STATED GOAL
Repeat the lines of the listing below exactly, starting at the line that contains "wet sand, placing" and running through the last line, both included, and only those.

Start

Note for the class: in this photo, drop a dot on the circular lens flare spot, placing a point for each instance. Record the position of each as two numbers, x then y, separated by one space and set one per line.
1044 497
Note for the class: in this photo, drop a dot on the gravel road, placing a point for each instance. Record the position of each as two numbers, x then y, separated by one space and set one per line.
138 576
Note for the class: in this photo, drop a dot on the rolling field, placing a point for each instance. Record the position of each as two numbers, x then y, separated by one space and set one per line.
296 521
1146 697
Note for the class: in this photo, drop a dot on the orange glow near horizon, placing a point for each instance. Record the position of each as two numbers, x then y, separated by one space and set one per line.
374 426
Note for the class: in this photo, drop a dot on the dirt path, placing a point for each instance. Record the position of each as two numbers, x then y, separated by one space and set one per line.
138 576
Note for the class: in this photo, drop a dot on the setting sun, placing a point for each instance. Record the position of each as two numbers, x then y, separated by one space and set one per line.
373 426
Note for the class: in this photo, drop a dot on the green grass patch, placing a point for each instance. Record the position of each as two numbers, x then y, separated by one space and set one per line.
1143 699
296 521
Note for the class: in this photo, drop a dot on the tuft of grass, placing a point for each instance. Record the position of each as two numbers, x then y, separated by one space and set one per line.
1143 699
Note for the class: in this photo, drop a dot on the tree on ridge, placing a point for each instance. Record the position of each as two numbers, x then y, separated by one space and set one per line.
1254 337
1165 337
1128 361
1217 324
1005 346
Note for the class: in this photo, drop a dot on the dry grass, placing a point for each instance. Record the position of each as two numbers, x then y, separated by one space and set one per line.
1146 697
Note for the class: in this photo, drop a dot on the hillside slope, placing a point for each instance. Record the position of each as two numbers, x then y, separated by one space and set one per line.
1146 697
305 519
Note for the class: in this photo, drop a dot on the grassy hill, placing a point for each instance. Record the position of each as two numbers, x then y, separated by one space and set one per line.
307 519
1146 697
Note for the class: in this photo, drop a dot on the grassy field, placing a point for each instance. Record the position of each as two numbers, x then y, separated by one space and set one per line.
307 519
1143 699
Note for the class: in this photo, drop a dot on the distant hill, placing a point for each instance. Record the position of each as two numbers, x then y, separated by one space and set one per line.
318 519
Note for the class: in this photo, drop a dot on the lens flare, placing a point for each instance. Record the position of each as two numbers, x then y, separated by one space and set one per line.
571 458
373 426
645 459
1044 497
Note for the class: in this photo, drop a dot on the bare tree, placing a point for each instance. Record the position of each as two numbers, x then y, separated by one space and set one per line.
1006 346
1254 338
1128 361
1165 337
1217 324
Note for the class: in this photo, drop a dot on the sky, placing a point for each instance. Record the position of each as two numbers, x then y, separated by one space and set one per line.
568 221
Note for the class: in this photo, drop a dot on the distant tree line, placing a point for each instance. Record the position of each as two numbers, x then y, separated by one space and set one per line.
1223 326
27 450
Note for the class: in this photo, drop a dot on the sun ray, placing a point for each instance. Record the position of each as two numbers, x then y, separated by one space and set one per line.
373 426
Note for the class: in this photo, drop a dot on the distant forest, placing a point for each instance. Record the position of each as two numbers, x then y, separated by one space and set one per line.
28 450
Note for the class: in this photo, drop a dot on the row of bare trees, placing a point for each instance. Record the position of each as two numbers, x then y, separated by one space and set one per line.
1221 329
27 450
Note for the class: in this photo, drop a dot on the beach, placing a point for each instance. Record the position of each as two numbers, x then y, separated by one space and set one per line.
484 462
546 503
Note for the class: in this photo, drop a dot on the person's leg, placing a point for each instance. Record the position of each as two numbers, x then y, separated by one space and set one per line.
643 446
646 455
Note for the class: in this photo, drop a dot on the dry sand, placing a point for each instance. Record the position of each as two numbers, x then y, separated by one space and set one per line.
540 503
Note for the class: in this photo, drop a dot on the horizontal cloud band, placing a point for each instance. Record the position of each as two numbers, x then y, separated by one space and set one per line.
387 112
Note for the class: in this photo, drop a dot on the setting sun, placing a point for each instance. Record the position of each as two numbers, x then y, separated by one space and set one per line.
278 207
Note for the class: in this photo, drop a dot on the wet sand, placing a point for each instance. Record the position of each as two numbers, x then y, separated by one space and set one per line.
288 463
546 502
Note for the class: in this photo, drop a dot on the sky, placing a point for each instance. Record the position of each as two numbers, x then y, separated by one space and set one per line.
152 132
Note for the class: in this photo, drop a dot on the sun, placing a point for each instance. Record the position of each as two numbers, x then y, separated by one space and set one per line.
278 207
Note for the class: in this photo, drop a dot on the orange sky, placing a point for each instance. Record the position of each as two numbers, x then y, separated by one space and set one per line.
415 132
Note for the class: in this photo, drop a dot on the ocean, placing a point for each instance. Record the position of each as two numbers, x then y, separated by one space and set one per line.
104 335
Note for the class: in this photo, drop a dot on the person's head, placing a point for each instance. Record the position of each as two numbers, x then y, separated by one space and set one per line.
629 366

End

TASK ANSWER
Note for the class: in this photo, drop a dot on the wet sand, placing a point for each instance. Record the position of each as two numbers, x then y, separated by one space and set one per line.
288 463
546 502
Note for the class: in this photo, drop a dot on the sky, placing a point for each instance. Record the position of each as two numbers, x then y, separated by one space and set one per line.
152 132
Note for the class: in this photo, drop a dot on the sun, placing a point for each instance. Record the position of each as two numbers, x then y, separated by one space and set one per line.
278 207
Note for the class: in this photo, drop a dot on the orange sky, placing a point for each instance. Record the position of each as two numbers, x then y, separated by one space and set one per line.
415 132
Note for the class: in this photo, drop a dot on the ocean, placing a point for each instance. Record the position of each as two numbers, x then y, separated by one space and set one per line.
104 335
Note for the class: in this photo, drop a dot on the person's head, placing a point for each instance. Record the position of each as two numbers, x then y, separated by one space and set one per line.
629 366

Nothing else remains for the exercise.